* REQUIREMENTS: Report each line of the records that contains the string "trim".
===== RECORDS PROVIDED
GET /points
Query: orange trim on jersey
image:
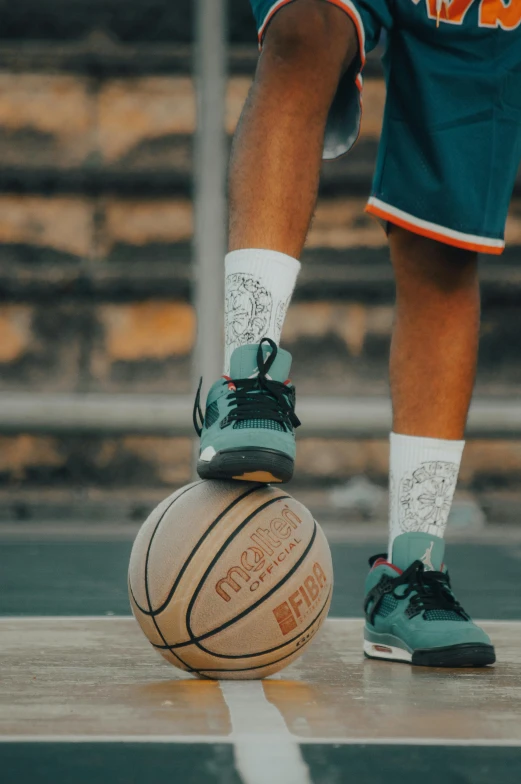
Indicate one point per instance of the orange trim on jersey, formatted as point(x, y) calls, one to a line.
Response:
point(360, 33)
point(432, 235)
point(270, 16)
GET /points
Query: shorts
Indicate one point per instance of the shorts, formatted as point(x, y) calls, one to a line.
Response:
point(450, 146)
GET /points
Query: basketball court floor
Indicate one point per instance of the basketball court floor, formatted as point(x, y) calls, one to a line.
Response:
point(84, 698)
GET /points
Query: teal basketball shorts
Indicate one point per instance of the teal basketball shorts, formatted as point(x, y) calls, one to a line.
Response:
point(450, 146)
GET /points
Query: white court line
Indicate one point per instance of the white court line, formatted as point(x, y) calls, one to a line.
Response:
point(259, 734)
point(227, 739)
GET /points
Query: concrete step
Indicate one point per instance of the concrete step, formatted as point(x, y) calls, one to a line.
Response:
point(84, 466)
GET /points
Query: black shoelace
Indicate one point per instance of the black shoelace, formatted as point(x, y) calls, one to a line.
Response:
point(432, 591)
point(276, 404)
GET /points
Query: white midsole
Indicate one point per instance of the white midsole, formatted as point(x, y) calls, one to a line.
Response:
point(378, 650)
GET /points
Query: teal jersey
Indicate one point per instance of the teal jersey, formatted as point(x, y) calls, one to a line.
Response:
point(450, 146)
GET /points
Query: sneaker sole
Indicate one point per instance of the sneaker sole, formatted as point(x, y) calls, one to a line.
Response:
point(248, 465)
point(465, 655)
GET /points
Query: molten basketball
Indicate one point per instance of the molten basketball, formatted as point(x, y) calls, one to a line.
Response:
point(230, 579)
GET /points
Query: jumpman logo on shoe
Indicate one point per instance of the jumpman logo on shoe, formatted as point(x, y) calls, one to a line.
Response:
point(426, 559)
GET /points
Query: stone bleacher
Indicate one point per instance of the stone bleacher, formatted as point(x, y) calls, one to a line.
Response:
point(97, 116)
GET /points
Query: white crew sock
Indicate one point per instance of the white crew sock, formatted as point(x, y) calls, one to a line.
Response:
point(258, 289)
point(422, 478)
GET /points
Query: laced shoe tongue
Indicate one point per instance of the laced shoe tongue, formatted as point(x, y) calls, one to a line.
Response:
point(243, 362)
point(418, 547)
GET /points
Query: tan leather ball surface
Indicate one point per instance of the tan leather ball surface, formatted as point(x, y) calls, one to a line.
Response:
point(230, 579)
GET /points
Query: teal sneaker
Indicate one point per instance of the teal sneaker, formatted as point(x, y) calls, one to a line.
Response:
point(412, 614)
point(248, 430)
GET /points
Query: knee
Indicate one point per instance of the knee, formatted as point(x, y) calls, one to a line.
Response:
point(311, 32)
point(422, 263)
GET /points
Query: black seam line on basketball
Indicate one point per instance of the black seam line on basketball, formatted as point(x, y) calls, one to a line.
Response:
point(188, 561)
point(172, 502)
point(147, 591)
point(248, 669)
point(195, 640)
point(269, 650)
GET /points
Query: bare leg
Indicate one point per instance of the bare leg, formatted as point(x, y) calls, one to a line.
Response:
point(435, 338)
point(276, 154)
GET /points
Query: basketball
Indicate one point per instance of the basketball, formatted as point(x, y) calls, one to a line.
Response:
point(230, 579)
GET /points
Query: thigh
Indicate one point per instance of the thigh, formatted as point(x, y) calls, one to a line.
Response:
point(369, 18)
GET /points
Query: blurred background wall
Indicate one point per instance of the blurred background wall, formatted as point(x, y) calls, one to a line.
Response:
point(97, 116)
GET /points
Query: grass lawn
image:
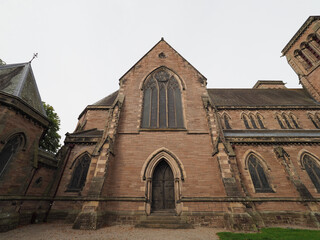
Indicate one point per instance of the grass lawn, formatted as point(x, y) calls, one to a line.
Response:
point(273, 233)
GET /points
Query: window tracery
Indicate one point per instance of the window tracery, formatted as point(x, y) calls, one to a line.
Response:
point(162, 105)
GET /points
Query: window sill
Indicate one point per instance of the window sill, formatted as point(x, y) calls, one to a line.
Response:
point(265, 191)
point(73, 190)
point(162, 130)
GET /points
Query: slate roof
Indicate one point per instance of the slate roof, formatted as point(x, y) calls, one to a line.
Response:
point(261, 97)
point(87, 133)
point(107, 101)
point(18, 80)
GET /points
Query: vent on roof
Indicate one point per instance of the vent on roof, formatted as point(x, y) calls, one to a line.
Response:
point(266, 84)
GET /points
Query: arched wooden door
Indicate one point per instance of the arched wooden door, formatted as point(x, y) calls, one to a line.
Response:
point(163, 187)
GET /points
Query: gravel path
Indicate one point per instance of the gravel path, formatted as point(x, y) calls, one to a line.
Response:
point(64, 231)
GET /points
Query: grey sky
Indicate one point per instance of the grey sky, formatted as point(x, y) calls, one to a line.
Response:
point(85, 46)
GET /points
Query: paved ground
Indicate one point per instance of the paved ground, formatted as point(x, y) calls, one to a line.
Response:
point(64, 231)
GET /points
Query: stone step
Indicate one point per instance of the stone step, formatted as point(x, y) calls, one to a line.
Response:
point(156, 221)
point(164, 225)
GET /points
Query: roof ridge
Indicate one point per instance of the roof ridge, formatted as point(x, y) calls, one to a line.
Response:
point(161, 40)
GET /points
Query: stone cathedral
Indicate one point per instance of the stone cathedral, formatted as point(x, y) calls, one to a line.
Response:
point(166, 151)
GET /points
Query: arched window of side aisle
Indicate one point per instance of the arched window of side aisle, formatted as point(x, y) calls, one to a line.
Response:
point(313, 169)
point(162, 105)
point(80, 172)
point(258, 175)
point(12, 146)
point(225, 121)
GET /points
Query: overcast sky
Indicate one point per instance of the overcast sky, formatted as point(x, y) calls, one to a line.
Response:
point(85, 46)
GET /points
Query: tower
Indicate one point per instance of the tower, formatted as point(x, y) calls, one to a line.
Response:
point(303, 55)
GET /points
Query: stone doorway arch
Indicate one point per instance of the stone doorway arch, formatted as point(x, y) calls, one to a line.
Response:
point(163, 156)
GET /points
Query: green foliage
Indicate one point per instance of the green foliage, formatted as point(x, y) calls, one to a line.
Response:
point(50, 141)
point(273, 233)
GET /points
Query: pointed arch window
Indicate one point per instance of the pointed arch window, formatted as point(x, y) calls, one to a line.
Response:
point(162, 105)
point(313, 170)
point(315, 119)
point(12, 146)
point(287, 121)
point(260, 121)
point(80, 172)
point(253, 121)
point(258, 175)
point(226, 119)
point(246, 121)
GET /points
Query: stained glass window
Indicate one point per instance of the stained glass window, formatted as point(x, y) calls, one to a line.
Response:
point(260, 121)
point(258, 176)
point(245, 121)
point(162, 106)
point(9, 150)
point(313, 170)
point(226, 121)
point(80, 173)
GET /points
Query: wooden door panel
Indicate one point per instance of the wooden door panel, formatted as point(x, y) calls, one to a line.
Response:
point(163, 187)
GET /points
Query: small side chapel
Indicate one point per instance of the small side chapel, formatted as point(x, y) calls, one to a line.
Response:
point(166, 151)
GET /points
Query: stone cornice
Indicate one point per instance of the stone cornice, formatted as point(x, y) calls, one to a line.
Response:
point(301, 30)
point(25, 109)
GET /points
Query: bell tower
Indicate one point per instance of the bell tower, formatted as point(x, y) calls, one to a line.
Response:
point(303, 55)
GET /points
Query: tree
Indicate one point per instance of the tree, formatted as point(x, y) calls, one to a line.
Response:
point(2, 62)
point(50, 141)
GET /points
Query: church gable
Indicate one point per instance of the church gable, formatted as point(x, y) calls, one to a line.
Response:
point(18, 80)
point(175, 89)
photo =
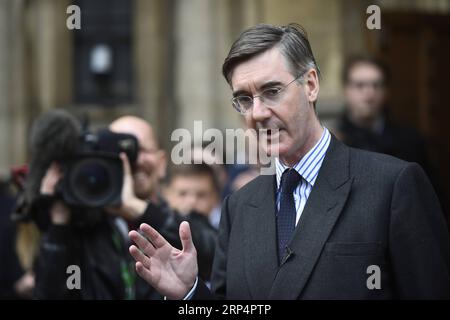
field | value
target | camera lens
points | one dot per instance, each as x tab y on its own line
92	182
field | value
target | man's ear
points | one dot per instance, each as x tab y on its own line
311	81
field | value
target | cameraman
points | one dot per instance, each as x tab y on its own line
99	248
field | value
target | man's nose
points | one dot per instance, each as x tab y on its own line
260	111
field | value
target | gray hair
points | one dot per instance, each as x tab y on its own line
291	39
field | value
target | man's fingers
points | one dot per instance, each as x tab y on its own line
186	237
157	240
140	257
144	273
142	243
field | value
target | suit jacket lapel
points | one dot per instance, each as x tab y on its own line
260	242
320	214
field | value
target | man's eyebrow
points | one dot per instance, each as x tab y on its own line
266	85
241	93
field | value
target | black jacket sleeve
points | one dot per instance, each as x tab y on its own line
418	239
55	255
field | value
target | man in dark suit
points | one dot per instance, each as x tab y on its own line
332	223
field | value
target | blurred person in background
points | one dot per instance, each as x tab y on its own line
364	123
100	248
193	190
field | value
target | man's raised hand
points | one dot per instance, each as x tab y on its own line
170	271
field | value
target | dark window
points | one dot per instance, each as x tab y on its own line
103	54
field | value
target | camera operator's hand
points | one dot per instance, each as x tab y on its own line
59	212
131	207
170	271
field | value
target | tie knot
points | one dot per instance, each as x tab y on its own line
289	181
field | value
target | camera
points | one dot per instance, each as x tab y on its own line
93	175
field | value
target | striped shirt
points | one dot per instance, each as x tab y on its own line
308	167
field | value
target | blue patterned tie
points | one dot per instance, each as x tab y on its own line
286	214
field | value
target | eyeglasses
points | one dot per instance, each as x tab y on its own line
270	97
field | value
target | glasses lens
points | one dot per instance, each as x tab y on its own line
242	104
270	97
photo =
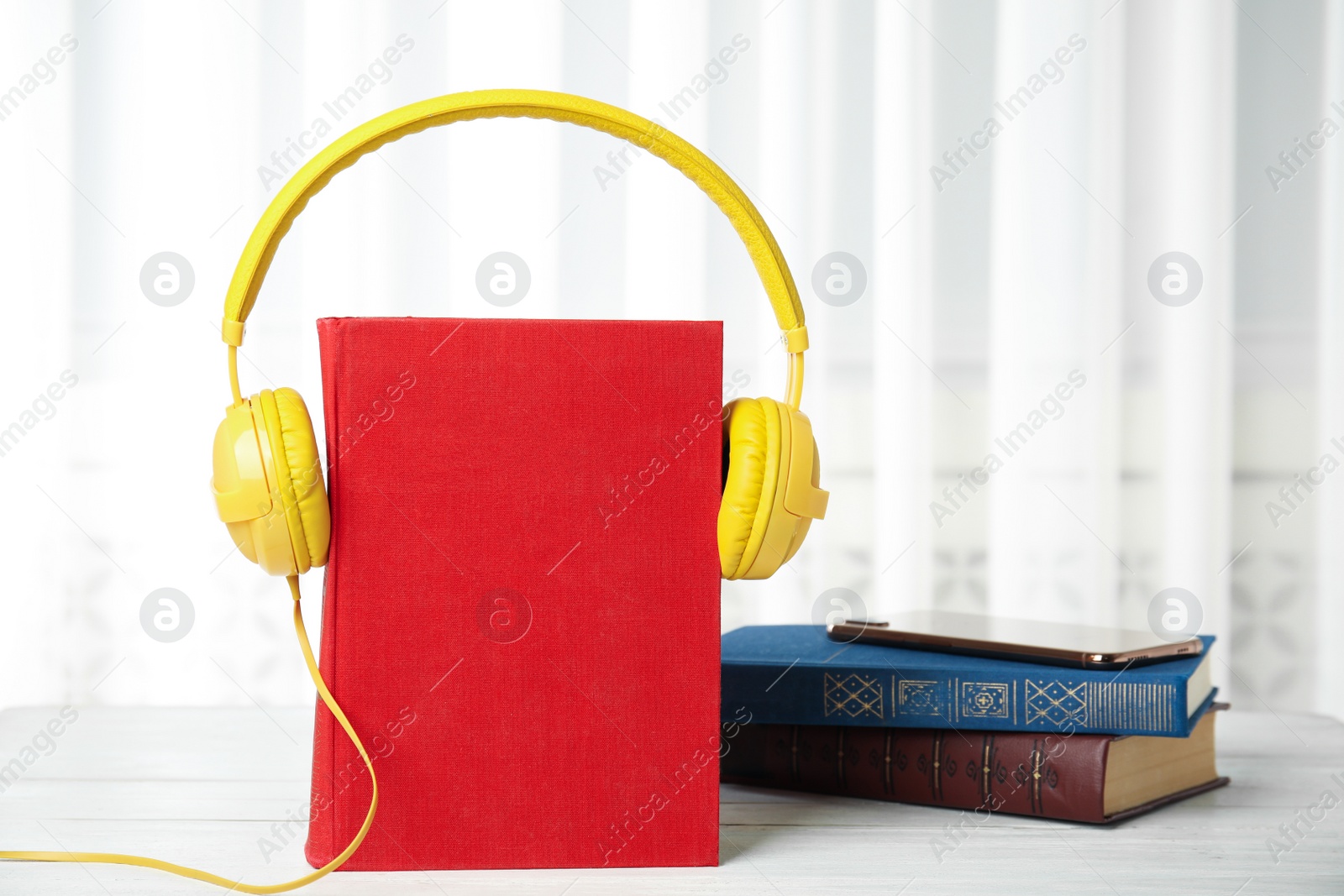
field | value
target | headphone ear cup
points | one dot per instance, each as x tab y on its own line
752	434
300	477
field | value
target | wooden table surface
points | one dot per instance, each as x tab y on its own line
202	786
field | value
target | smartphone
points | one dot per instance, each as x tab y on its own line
1028	641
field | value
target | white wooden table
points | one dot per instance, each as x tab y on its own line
202	786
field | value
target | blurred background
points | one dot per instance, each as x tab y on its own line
1005	186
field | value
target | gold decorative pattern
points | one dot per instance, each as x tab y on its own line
853	694
1132	705
918	698
1052	703
984	700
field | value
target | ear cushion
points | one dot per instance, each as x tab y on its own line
==========
* SOLUTION TO THE EXERCISE:
Query: orange trim on jersey
Indicate one point per instance of the orange trim on jersey, formatted as point(x, y) calls, one to a line.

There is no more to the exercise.